[Start of Attachment]

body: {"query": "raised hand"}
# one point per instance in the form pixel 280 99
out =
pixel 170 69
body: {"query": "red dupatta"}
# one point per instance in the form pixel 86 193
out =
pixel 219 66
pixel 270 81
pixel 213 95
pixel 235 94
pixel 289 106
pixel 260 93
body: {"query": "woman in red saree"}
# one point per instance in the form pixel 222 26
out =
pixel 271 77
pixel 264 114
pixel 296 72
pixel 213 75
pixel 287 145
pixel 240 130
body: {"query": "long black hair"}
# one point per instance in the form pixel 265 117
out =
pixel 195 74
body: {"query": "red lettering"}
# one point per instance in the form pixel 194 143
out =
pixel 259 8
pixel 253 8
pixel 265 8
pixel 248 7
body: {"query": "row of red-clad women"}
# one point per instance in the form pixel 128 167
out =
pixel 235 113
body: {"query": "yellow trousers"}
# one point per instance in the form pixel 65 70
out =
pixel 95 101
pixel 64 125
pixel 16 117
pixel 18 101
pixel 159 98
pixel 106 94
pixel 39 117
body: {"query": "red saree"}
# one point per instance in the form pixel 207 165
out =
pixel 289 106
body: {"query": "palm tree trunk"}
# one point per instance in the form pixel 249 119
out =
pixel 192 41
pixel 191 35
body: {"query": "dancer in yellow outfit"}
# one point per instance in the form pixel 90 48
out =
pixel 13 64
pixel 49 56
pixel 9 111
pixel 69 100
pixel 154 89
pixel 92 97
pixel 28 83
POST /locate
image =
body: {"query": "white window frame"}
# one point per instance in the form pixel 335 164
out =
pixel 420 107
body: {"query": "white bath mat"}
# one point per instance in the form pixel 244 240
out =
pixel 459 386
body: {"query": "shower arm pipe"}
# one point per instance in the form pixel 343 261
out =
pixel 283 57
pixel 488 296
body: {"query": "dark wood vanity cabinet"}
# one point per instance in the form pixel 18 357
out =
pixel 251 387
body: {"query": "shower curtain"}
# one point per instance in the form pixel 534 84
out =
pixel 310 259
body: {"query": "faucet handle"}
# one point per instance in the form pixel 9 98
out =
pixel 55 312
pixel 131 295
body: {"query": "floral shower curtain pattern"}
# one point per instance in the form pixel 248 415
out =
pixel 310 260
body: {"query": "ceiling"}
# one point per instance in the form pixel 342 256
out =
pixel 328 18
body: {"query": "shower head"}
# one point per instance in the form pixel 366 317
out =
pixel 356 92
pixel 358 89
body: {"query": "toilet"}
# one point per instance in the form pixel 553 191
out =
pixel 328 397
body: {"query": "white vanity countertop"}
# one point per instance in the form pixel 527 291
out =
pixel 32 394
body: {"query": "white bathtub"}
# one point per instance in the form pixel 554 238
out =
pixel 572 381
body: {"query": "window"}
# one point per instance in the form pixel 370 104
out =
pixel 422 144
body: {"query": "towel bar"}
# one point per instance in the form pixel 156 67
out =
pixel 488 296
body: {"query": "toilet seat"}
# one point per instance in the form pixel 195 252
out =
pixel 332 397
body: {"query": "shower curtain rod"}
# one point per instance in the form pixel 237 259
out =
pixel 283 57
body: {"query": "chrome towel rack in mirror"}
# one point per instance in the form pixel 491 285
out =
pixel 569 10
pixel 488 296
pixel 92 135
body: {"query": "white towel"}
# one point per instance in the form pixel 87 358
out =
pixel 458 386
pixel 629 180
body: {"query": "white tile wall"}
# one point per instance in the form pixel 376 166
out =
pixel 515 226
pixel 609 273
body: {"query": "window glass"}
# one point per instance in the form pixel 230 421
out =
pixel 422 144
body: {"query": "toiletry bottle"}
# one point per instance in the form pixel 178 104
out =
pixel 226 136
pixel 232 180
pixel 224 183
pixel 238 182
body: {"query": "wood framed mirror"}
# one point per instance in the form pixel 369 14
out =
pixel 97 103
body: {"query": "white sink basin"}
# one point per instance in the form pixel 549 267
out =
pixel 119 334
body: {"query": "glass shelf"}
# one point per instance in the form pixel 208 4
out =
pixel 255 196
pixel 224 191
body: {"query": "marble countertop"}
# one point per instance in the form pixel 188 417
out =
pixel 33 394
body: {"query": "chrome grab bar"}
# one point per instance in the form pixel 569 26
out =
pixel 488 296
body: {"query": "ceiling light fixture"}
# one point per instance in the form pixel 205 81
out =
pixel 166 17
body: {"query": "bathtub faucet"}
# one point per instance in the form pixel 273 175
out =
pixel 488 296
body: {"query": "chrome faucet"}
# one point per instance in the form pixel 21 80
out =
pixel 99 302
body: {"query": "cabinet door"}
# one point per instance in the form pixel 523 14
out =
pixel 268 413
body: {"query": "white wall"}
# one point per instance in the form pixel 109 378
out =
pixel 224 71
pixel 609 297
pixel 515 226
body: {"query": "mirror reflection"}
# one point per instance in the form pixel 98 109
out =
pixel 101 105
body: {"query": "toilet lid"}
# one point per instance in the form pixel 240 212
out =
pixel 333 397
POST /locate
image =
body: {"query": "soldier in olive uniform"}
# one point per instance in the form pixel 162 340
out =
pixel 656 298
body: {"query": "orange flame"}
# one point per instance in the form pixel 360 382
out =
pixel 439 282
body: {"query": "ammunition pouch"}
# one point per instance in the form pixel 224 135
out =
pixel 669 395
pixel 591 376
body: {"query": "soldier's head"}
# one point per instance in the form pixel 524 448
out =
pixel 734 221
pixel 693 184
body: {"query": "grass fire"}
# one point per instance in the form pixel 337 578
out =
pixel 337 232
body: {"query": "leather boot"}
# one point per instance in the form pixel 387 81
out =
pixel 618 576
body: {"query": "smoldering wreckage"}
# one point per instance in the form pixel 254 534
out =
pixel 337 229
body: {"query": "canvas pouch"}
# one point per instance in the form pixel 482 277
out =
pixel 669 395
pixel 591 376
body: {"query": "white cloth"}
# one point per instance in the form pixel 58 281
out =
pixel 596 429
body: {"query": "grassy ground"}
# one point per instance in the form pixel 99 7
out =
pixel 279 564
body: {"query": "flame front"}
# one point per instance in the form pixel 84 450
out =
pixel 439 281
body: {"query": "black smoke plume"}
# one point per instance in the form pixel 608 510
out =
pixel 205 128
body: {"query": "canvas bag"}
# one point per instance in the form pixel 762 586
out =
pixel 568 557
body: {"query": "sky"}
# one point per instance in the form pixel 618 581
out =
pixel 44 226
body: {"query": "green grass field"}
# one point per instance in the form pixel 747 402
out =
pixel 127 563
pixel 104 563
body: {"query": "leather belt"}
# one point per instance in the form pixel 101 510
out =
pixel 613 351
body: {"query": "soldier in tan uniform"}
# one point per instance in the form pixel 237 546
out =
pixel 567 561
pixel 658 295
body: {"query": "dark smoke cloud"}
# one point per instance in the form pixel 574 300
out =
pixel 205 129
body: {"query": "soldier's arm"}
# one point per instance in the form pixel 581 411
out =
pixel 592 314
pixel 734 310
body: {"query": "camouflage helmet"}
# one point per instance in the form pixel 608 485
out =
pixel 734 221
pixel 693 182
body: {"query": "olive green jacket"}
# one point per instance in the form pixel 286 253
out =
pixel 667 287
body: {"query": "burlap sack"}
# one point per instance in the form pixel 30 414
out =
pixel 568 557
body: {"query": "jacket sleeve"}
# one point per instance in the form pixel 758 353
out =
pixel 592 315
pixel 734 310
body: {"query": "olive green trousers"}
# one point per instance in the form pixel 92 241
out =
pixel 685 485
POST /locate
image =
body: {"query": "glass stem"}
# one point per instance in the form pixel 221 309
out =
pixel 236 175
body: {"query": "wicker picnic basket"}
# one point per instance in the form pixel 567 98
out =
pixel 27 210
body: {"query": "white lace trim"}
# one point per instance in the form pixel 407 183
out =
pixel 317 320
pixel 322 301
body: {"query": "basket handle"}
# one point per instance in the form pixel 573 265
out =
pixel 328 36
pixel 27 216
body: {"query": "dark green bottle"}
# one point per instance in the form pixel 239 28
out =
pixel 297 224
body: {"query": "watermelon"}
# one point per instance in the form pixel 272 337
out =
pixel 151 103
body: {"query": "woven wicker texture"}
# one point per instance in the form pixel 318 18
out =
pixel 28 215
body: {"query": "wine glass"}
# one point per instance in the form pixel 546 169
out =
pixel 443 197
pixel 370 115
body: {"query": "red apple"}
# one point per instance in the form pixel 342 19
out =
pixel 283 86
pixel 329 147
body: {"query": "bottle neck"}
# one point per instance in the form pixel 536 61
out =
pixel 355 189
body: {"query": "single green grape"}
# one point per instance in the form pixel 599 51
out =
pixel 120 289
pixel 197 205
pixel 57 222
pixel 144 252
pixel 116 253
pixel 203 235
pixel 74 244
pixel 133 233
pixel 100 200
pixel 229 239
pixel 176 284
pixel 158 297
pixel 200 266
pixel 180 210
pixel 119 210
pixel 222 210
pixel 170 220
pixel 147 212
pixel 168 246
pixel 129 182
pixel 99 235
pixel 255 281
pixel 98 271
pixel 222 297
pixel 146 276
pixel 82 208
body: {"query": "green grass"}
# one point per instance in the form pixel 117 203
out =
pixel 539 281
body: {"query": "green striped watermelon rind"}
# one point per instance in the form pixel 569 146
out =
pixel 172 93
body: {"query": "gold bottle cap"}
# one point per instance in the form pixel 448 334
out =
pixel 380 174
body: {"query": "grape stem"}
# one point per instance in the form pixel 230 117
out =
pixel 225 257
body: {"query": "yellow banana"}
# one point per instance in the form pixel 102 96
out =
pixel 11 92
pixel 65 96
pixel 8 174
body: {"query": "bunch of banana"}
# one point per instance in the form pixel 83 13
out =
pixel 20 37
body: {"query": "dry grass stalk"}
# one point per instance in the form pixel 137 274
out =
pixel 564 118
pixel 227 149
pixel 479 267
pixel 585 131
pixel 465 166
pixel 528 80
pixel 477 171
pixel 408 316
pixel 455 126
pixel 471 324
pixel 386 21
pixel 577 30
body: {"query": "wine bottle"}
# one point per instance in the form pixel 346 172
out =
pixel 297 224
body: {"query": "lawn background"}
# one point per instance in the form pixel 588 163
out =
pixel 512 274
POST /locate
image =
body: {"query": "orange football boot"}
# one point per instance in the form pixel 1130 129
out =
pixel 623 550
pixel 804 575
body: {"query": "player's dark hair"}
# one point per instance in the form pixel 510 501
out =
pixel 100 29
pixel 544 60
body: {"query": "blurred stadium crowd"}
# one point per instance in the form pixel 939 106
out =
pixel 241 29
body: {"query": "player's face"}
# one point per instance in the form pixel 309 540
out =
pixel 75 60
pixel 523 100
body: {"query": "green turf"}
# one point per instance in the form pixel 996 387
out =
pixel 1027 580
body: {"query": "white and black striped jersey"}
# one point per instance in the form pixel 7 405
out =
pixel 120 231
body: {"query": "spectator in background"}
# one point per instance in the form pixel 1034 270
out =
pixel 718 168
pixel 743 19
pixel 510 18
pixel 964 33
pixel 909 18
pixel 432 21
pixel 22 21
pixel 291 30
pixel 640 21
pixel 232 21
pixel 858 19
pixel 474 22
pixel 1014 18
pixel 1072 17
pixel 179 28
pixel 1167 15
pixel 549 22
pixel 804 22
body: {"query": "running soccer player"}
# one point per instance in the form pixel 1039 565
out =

[End of Attachment]

Reproduce every line of the entries above, unchanged, from the very first one down to and including the line containing "# one point per instance in the form pixel 65".

Finished task –
body: {"query": "raised hand"}
# one point per instance in the form pixel 280 99
out =
pixel 170 69
body: {"query": "red dupatta"}
# one point per instance in the form pixel 86 193
out =
pixel 219 66
pixel 270 81
pixel 213 95
pixel 235 94
pixel 289 106
pixel 260 93
body: {"query": "woman in red saree"}
# one point per instance in the form pixel 222 26
out =
pixel 271 77
pixel 264 114
pixel 296 72
pixel 213 75
pixel 287 145
pixel 240 130
body: {"query": "long black hair"}
# one point per instance in the form pixel 265 117
out =
pixel 195 74
body: {"query": "red lettering"}
# one point per instance in the form pixel 194 143
out =
pixel 259 8
pixel 253 8
pixel 265 8
pixel 248 7
body: {"query": "row of red-clad women"}
# one point per instance in the form pixel 128 167
out =
pixel 235 113
body: {"query": "yellow trousers"}
# one point per instance in the form pixel 65 70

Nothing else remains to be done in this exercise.